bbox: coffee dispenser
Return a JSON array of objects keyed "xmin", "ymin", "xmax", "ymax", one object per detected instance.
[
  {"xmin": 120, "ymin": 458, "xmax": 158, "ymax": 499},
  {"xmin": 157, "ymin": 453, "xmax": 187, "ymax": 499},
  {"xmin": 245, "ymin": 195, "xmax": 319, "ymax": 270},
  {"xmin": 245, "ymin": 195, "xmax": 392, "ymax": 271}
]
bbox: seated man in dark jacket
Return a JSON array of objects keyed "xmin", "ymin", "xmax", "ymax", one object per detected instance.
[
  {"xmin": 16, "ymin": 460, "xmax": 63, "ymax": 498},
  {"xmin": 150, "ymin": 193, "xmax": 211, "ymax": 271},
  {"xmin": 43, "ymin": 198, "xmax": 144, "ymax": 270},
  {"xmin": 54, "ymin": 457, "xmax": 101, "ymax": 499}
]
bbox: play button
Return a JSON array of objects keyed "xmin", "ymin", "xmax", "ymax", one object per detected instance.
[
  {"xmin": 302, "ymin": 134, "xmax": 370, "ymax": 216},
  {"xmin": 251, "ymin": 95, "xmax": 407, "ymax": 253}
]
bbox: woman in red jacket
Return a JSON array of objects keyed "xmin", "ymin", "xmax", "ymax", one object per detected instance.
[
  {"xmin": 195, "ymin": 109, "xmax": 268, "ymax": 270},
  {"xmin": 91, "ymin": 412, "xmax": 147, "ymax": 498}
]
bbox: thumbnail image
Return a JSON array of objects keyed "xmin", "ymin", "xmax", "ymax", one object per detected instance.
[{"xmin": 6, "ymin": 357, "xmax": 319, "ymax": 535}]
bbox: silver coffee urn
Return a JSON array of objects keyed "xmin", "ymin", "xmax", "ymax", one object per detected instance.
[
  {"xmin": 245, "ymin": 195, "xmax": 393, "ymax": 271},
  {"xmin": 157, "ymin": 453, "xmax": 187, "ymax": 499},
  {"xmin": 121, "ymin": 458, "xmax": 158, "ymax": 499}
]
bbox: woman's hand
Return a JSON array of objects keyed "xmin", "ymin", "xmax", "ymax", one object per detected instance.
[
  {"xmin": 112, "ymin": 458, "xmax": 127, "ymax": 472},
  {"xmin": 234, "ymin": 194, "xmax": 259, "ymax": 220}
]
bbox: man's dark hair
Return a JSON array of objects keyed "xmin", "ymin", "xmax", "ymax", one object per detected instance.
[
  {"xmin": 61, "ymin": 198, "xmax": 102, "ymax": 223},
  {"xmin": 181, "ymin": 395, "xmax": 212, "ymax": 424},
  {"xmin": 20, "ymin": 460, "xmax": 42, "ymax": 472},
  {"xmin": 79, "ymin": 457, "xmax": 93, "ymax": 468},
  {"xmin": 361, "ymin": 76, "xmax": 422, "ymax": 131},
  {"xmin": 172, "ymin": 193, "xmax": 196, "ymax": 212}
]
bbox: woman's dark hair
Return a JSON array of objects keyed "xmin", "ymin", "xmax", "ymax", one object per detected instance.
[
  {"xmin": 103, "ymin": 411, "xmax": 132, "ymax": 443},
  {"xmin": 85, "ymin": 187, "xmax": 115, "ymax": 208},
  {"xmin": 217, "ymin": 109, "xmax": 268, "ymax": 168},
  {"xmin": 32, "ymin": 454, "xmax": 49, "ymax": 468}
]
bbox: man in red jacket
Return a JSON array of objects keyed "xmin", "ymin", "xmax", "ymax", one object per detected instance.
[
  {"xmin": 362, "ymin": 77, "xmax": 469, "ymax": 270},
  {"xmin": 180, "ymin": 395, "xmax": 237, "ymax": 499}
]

■ EXERCISE DESCRIPTION: Within the material above, extract exactly the lines that start at the line containing "bbox: play button" and stop after the line containing "bbox: silver coffee urn", and only those.

■ YOUR SOLUTION:
bbox: play button
Return a JSON array of objects keyed "xmin", "ymin", "xmax", "ymax", one object per detected instance.
[
  {"xmin": 302, "ymin": 134, "xmax": 370, "ymax": 216},
  {"xmin": 251, "ymin": 95, "xmax": 407, "ymax": 253}
]
bbox: woman in red jacket
Return a JSON array of objects keyed "xmin", "ymin", "xmax", "ymax", one object per detected instance.
[
  {"xmin": 195, "ymin": 109, "xmax": 268, "ymax": 270},
  {"xmin": 91, "ymin": 412, "xmax": 147, "ymax": 498}
]
bbox: thumbnail image
Return a JSON array of objects keyed "xmin", "ymin", "xmax", "ymax", one object per detected instance.
[{"xmin": 6, "ymin": 357, "xmax": 319, "ymax": 535}]
bbox: silver coffee urn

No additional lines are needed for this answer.